Tanzania Obama Hope and Contradiction


The New York Times reported on President Obama’s visit to Dar Es Salaam, Tanzania today, He spoke to crowds who were ecstatic to be visited by the first American president with family roots in Africa. The hope is that a new, more cooperative policy envisioned by the President will change some contradictions in Tanzania’s history for the better.

The President was on a week-long trip to the African continent.  At a news conference with President Jakaya Kikwete, he said that the United States was looking for a “new model” based on more than aid but also upon “trade and partnership.” He said the goal was for Africa “to build Africa for Africans.”

It is true, as reported the Times, that African nations are now benefitting from being some of the fastest growing economies in the world, even as European economies stagnate or decline. The International Monetary Fund states that economic growth for sub-Saharan Africa was at 5.1 percent last year, and is predicted to grow to 5.7 percent next year.  Trade between the United States and Africa has more than doubled over the past decade.

Amid the hope inspired by President Obama’s visit, it must be remembered that Tanzania, like many other African countries, suffers from contradictions.

Benjamin Nyerere was the President of Tanzania between 1962 and 1985.  He was known as Mwalimu, a KiSwahili word for “teacher,” which indicated the high regard in which he was held by the people.  He was a socialist who believed in egalitarianism and despised elitism.  He derided foreign aid as detrimental to the independence Tanzania had gained in 1961.  In 1967 he issued the Arusha Declaration, calling for national self-reliance, stressed the need for reformation to begin at the lowest rural level and asserted the state’s right to control all means of production and exchange. He nationalized all private banks and insurance companies, foreign food processors and export trading companies.

And yet in the 1970s, Tanzania received $3 billion annually from the west.  By 1982, the level of aid was $6 billion annually.

Nyerere vowed to excise “tribalism” from national politics. In 1967 he presented a proposal to organize the country under a policy of ujamaa, “familyhood.” It would establish self-sufficient (and socialist) villages that would be part of the basis for rural development.  Farming would be done by people working and living as a community, based upon the traditional family group, but would take into account modern methods and current needs.  The land would be called “our land,” the crops “our crops.” “Our shop” would provide the villages with the necessities required from outside.

§ AVAILABLE DATA:
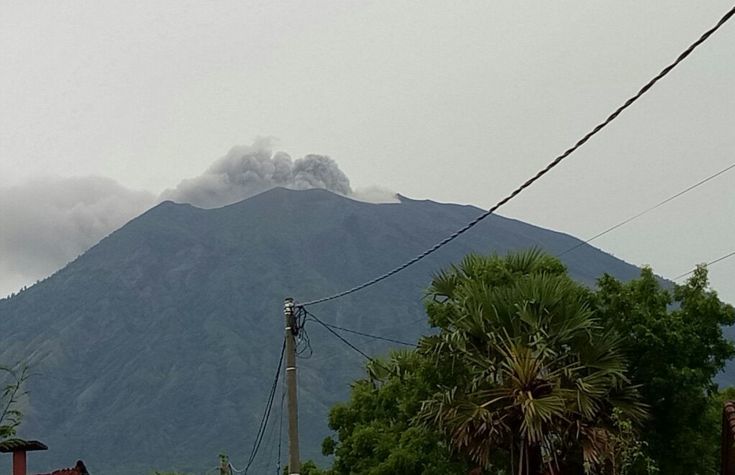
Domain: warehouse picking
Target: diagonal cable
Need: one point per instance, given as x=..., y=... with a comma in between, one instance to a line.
x=368, y=335
x=340, y=337
x=726, y=256
x=647, y=210
x=266, y=411
x=540, y=173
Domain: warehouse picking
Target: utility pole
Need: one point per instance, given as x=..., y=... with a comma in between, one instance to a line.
x=294, y=464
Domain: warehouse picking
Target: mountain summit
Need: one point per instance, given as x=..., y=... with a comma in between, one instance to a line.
x=157, y=347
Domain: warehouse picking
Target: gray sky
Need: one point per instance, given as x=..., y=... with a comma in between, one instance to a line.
x=453, y=101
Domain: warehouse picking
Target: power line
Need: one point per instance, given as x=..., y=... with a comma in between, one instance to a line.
x=280, y=434
x=340, y=337
x=266, y=411
x=726, y=256
x=648, y=210
x=368, y=335
x=539, y=174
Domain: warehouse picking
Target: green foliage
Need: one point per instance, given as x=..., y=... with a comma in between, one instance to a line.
x=628, y=454
x=539, y=376
x=675, y=347
x=375, y=433
x=12, y=390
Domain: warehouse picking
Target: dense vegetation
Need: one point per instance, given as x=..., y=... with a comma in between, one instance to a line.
x=529, y=372
x=11, y=381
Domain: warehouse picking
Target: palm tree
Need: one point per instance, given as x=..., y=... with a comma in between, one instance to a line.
x=538, y=376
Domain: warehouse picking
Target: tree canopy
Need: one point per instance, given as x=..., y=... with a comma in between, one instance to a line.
x=528, y=370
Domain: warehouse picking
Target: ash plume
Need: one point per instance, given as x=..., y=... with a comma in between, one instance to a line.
x=48, y=222
x=248, y=170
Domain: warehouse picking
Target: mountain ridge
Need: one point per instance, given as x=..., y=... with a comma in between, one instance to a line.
x=161, y=340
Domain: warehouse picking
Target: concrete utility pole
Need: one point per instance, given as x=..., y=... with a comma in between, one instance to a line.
x=294, y=464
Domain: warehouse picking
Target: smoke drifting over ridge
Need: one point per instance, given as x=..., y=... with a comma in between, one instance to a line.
x=47, y=222
x=248, y=170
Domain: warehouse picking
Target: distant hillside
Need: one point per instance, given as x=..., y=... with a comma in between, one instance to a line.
x=156, y=348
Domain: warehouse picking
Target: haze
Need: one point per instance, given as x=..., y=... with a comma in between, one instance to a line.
x=452, y=102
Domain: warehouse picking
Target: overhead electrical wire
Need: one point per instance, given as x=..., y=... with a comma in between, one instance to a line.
x=647, y=210
x=368, y=335
x=340, y=337
x=719, y=259
x=266, y=412
x=539, y=174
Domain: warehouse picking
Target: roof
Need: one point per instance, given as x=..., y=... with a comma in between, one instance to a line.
x=78, y=469
x=18, y=445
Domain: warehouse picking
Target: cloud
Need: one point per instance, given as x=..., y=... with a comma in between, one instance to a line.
x=248, y=170
x=48, y=222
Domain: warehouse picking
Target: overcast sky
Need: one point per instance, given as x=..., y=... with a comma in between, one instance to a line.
x=103, y=103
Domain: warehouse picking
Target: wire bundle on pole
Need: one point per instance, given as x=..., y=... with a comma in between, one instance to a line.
x=540, y=173
x=266, y=412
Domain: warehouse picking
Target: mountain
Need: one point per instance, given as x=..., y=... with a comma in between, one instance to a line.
x=156, y=348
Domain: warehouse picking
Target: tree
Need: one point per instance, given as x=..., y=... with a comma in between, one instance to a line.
x=376, y=434
x=539, y=375
x=675, y=348
x=12, y=391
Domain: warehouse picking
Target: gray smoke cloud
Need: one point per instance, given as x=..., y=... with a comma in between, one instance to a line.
x=47, y=222
x=248, y=170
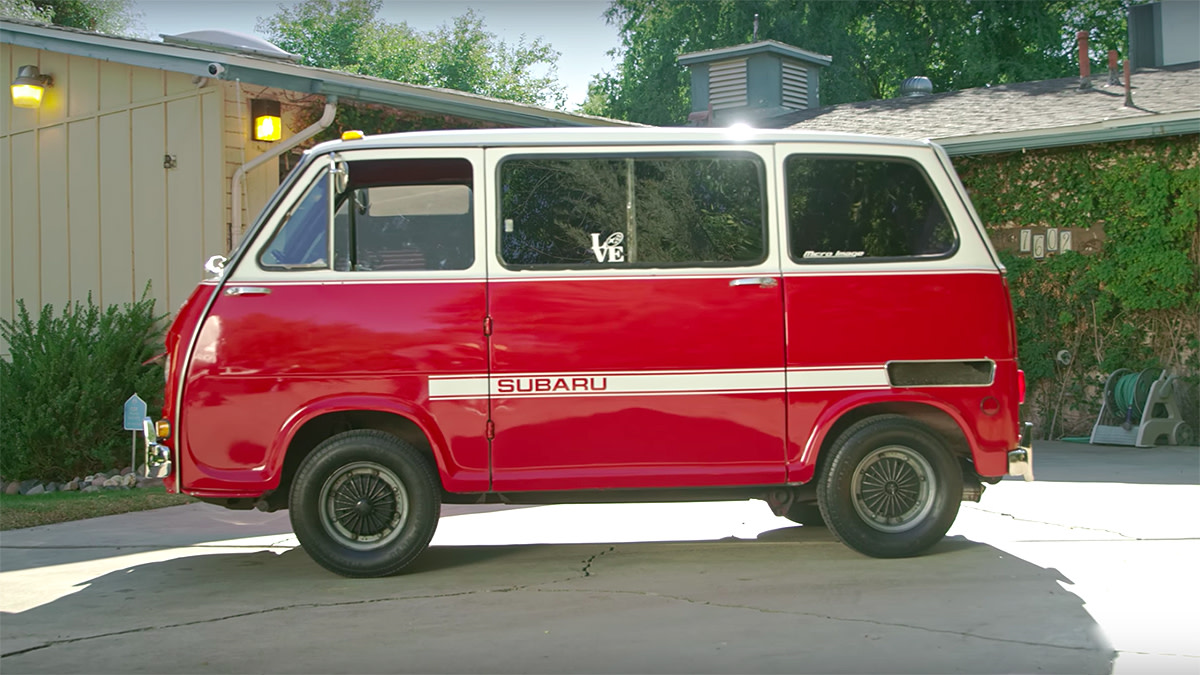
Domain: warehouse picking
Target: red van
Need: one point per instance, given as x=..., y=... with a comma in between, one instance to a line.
x=549, y=316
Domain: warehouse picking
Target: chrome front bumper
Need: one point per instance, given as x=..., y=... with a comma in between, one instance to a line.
x=1020, y=461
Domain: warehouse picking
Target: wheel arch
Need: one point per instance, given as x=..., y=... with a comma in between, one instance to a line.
x=321, y=419
x=943, y=420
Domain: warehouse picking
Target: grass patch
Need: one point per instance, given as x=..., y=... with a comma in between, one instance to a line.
x=24, y=511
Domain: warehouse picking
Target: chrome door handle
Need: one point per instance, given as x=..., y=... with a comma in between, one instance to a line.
x=761, y=281
x=247, y=291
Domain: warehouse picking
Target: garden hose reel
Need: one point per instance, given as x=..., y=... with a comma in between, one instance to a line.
x=1143, y=410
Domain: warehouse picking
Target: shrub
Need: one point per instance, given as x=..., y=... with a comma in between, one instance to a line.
x=65, y=382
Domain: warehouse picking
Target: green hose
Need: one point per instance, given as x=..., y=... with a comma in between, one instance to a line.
x=1129, y=393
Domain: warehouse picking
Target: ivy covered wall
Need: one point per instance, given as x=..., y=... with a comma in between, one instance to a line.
x=1131, y=298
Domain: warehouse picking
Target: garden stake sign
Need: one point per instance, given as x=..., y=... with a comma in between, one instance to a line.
x=135, y=412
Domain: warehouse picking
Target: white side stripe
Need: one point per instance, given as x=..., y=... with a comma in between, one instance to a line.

§ ACTIVITIES:
1 – Duplicate the passage of the Tanzania article above between "Amid the hope" and "suffers from contradictions.", inclusive.
2 – Name every kind of business that the Tanzania article says Nyerere nationalized.
3 – Please state whether each statement agrees with the Tanzania article, answering yes or no and quoting the words that decide it: (a) Tanzania gained its independence in 1961. (b) The International Monetary Fund predicts 5.1 percent growth for sub-Saharan Africa next year. (c) By 1982, Tanzania was receiving $6 billion in aid each year.

§ YOUR WRITTEN ANSWERS:
1 –
Amid the hope inspired by President Obama’s visit, it must be remembered that Tanzania, like many other African countries, suffers from contradictions.

2 –
- Private banks
- Insurance companies
- Foreign food processors
- Export trading companies

3 –
(a) Yes: "the independence Tanzania had gained in 1961"
(b) No: "is predicted to grow to 5.7 percent next year"
(c) Yes: "By 1982, the level of aid was $6 billion annually."